What you will do:
Exclude the pictures from your copy, and reproduce each entry below verbatim.

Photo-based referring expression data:

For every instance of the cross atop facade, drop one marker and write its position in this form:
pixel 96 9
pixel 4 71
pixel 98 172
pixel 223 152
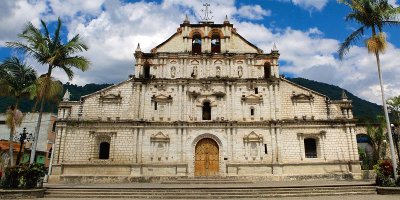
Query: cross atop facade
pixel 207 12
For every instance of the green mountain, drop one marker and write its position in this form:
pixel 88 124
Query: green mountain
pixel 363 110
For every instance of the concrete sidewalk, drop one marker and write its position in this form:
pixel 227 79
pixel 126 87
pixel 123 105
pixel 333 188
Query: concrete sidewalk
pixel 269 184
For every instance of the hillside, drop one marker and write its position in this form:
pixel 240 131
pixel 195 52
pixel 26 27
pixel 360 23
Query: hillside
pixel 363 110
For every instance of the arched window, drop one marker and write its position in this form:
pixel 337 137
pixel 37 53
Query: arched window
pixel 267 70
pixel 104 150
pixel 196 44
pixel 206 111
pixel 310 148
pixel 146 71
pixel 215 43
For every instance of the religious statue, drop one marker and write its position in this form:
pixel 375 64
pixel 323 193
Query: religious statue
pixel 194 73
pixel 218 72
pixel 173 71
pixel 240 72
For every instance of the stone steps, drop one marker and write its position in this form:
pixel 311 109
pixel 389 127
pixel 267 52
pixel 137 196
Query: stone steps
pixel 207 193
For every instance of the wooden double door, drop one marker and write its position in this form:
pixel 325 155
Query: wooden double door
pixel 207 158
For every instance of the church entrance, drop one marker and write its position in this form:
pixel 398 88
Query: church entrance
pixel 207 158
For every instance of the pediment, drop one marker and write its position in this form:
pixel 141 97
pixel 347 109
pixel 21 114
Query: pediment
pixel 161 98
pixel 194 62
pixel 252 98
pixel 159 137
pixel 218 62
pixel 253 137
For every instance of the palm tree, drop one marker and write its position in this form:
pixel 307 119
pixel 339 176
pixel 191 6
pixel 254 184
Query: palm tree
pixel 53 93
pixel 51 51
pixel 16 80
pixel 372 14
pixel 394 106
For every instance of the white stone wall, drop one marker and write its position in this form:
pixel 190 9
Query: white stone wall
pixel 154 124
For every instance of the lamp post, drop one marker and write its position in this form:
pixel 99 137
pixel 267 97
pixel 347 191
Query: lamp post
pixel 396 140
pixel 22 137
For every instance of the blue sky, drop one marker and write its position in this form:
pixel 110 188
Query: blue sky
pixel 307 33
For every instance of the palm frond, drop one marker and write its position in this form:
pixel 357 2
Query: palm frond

Problem solution:
For every instance of the cross atop facade, drop one marker and write its position in this form:
pixel 96 9
pixel 4 71
pixel 98 172
pixel 223 152
Query: cross atop facade
pixel 207 12
For every instance of the green mountain, drop one marker and write its position in this form:
pixel 88 124
Query: green mountain
pixel 363 110
For every instance of the concrete sidewalk, drop one marker and write its position in this form:
pixel 227 79
pixel 126 87
pixel 123 105
pixel 333 188
Query: concrete sidewalk
pixel 269 184
For every instance of the hillside, drop one marker and write its position in this form:
pixel 240 131
pixel 195 52
pixel 26 27
pixel 360 23
Query: hillside
pixel 363 110
For every instance of the arched window, drop one marker and write its position in this form:
pixel 337 137
pixel 37 53
Query: arched window
pixel 267 70
pixel 104 150
pixel 196 44
pixel 206 111
pixel 310 148
pixel 146 71
pixel 215 43
For every instance of the religious statue, drop one marker and write its position in this form:
pixel 375 64
pixel 323 193
Query: religious statue
pixel 194 73
pixel 218 72
pixel 173 71
pixel 240 72
For every instance of the stone steps, drop one marker and write its position in this form:
pixel 311 109
pixel 389 127
pixel 267 52
pixel 137 196
Query: stone steps
pixel 207 193
For every instance of the wooden double door, drop one marker and write its position in this form:
pixel 325 155
Query: wooden double door
pixel 207 158
For every instance of the church entrance, drop one marker and write its position in this form:
pixel 398 88
Query: church entrance
pixel 207 158
For every instance of the pediment, drop one marker and write its position in this form:
pixel 141 97
pixel 347 109
pixel 21 114
Query: pediment
pixel 161 98
pixel 194 62
pixel 252 98
pixel 159 137
pixel 218 62
pixel 253 137
For every instance of the palm tree, drop one marker and write its position in this form:
pixel 307 119
pixel 339 176
pixel 191 6
pixel 254 184
Query: palm tree
pixel 53 93
pixel 51 51
pixel 16 80
pixel 372 14
pixel 394 106
For every instance of the white stone wall, drop one marker and write its position in this form:
pixel 190 9
Query: white stone wall
pixel 154 124
For every instance of the lamp post, drop one marker and write its position in this form:
pixel 99 137
pixel 267 97
pixel 347 191
Query: lamp post
pixel 396 140
pixel 22 137
For every instance of the blue sky, drop one marker and write its position in this form:
pixel 110 188
Query: blue sky
pixel 307 33
For every instance of the palm frond, drop one marker and write its position in this form:
pixel 357 2
Query: palm frond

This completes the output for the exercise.